→ EXTRACT
****************************************

Shares of Mastercard Inc. (MA) spiked more than 4% after the company reported fourth-quarter results, exceeding both earnings and revenue expectations. Shares of the global payments networking company closed up 1.7% at $350.53 on January 27.
The company attributed the business’s momentum to the recovery in travel and spending activities across the globe. Mastercard also stated that Q4 cross-border spending has reached pre-pandemic levels, which signals an upward trajectory for the sector’s performance in fiscal year 2022 as well.
As of December 31, 2021, the company’s customers had issued 3.0 billion Mastercard and Maestro-branded cards. Over the past year, MA shares have gained 11.4%.
Mastercard reported Q4 adjusted earnings of $2.35 per share, up 43% year-over-year and significantly higher than analyst estimates of $2.21 per share.

****************************************

→ INFORMATION SHOWN
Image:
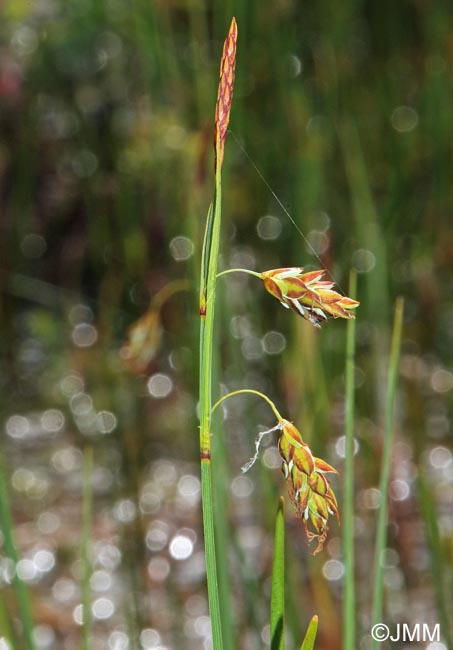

****************************************

→ TASKS AND EXERCISES
1/ Condense the paragraph of the Mastercard article that begins "The company attributed the business's momentum" into one or two sentences, keeping its main facts.
2/ Answer these questions from the Mastercard article:
(a) At what price did the shares close on January 27?
(b) As of December 31, 2021, how many Mastercard and Maestro-branded cards had the company's customers issued?
(c) What Q4 adjusted earnings per share had analysts estimated?

→ SOLUTIONS
1/ Mastercard credited its momentum to the global recovery in travel and spending, noting that Q4 cross-border spending has reached pre-pandemic levels. This signals an upward trajectory for the sector in fiscal year 2022.

2/
(a) $350.53
(b) 3.0 billion
(c) $2.21 per share